▸ **SHORT TASK**: Write out all of the records below again, substituting "integer pixels" for every occurrence of "whole pixels" and leaving everything else unchanged. Leave the pictures out of your answer.

+ + +

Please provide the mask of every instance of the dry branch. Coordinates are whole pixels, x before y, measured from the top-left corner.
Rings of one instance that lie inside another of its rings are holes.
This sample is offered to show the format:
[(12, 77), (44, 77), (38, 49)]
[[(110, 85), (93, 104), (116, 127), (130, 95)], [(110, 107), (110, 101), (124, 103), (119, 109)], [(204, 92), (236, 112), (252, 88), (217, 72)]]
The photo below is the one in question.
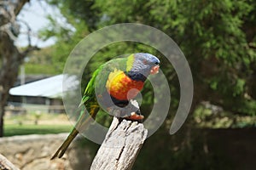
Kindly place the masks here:
[(131, 169), (147, 134), (143, 124), (113, 117), (90, 169)]
[(0, 170), (19, 170), (19, 168), (0, 154)]

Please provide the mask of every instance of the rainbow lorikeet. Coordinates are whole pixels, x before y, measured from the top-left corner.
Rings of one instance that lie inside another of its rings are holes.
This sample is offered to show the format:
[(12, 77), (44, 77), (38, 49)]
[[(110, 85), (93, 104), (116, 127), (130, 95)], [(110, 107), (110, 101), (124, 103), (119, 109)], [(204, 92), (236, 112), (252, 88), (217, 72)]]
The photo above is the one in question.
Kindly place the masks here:
[[(109, 60), (94, 71), (84, 90), (81, 104), (84, 105), (93, 119), (101, 108), (99, 100), (107, 110), (113, 105), (119, 107), (127, 105), (129, 101), (142, 90), (148, 76), (158, 73), (159, 64), (158, 58), (143, 53)], [(143, 119), (143, 116), (140, 114), (137, 108), (131, 110), (131, 110), (127, 112), (130, 115), (125, 117), (126, 119), (134, 121)], [(127, 113), (124, 114), (127, 115)], [(73, 139), (79, 133), (79, 130), (86, 124), (84, 115), (85, 112), (81, 112), (76, 126), (51, 159), (56, 156), (61, 158), (64, 155)]]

+ + +

▸ **RESULT**:
Please provide the mask of every instance of the dry branch. Coordinates are integer pixels, x before y, measured from the top-left corner.
Rings of one instance that lie inside another of its rings are holes.
This sample is offered to show the format:
[(12, 77), (44, 77), (38, 49)]
[[(110, 85), (93, 104), (116, 127), (130, 95)], [(110, 107), (110, 101), (124, 103), (119, 109)], [(204, 92), (236, 112), (252, 88), (217, 72)]]
The photo below is the one in question.
Kindly place the masks here:
[(131, 169), (147, 134), (143, 124), (113, 117), (90, 169)]
[(0, 170), (19, 170), (19, 168), (0, 154)]

Please provide the mask of every instance of the rainbow lorikeet. Coordinates are integer pixels, x before y, measured from the top-left corner.
Rings of one instance that lie inside another of its rings are holes.
This sample is offered to show the format:
[(12, 77), (44, 77), (38, 49)]
[[(110, 85), (93, 104), (116, 127), (130, 95)], [(110, 107), (110, 101), (124, 103), (119, 109)], [(204, 92), (236, 112), (252, 88), (217, 72)]]
The photo above is the one in question.
Kindly place the masks here:
[[(109, 60), (94, 71), (84, 90), (81, 104), (84, 105), (93, 119), (101, 108), (99, 100), (107, 110), (113, 105), (119, 107), (127, 105), (129, 101), (142, 90), (148, 76), (158, 73), (159, 64), (158, 58), (143, 53)], [(143, 119), (143, 116), (140, 114), (137, 108), (131, 110), (131, 110), (127, 112), (130, 115), (125, 117), (126, 119), (134, 121)], [(127, 113), (124, 114), (127, 115)], [(73, 139), (79, 133), (79, 130), (86, 124), (84, 115), (85, 112), (81, 112), (76, 126), (51, 159), (56, 156), (61, 158), (64, 155)]]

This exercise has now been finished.